CONSIGNE
Citez mot pour mot l'intégralité de l'article sur les rapaces victimes de cages-pièges, du titre à la dernière phrase.

TEXTE FOURNI
SOMME • Encore des rapaces victimes de cage-pièges

Publié le 21 avril 2016 par Patrick Thiery

En février 2012 des agents de la brigade de l’Oise de l’ONCFS ont dressé plusieurs PV d’infraction à l’encontre du propriétaire d’un bois sur la commune de Versigny dans l’Oise.

Celui-ci avait en effet capturé plusieurs buses variables dans un cage-piège, utilisé en principe pour la destruction de corvidés. Les agents de l’environnement ont constaté que M. Raoul DE COETNEMPREN DE KERSAINT avait utilisé une buse variable comme appelant pour en capturer d’autres et en avait laissé « crever » trois autres à des fins d’appâts


L’inspection des lieux a mis en évidence un nombre impressionnant de pièges divers (pièges à œuf, cage piège contenant un renard, boîtes à fauve, collets, piège à mâchoire et à palette) et de cadavres d’animaux : 4 buses variables, 2 autres rapaces indéterminées (probablement un busard et un épervier), un mustélidé indéterminé, 2 merles noirs, un chat domestique et un renard vivant très affaibli.

Une surveillance mise en place pendant plusieurs jours a montré que des pièges n’étaient pas relevés, que certains n’étaient pas utilisés conformément à la réglementation alors que d’autres étaient nouvellement amorcés, montrant ainsi le caractère volontaire de ces captures et destruction d’animaux légalement protégés.

DONNÉES RECUEILLIES
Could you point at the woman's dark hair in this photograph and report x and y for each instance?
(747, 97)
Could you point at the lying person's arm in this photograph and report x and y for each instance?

RÉPONSE COMPLÈTE
SOMME • Encore des rapaces victimes de cage-pièges

Publié le 21 avril 2016 par Patrick Thiery

En février 2012 des agents de la brigade de l’Oise de l’ONCFS ont dressé plusieurs PV d’infraction à l’encontre du propriétaire d’un bois sur la commune de Versigny dans l’Oise.

Celui-ci avait en effet capturé plusieurs buses variables dans un cage-piège, utilisé en principe pour la destruction de corvidés. Les agents de l’environnement ont constaté que M. Raoul DE COETNEMPREN DE KERSAINT avait utilisé une buse variable comme appelant pour en capturer d’autres et en avait laissé « crever » trois autres à des fins d’appâts


L’inspection des lieux a mis en évidence un nombre impressionnant de pièges divers (pièges à œuf, cage piège contenant un renard, boîtes à fauve, collets, piège à mâchoire et à palette) et de cadavres d’animaux : 4 buses variables, 2 autres rapaces indéterminées (probablement un busard et un épervier), un mustélidé indéterminé, 2 merles noirs, un chat domestique et un renard vivant très affaibli.

Une surveillance mise en place pendant plusieurs jours a montré que des pièges n’étaient pas relevés, que certains n’étaient pas utilisés conformément à la réglementation alors que d’autres étaient nouvellement amorcés, montrant ainsi le caractère volontaire de ces captures et destruction d’animaux légalement protégés.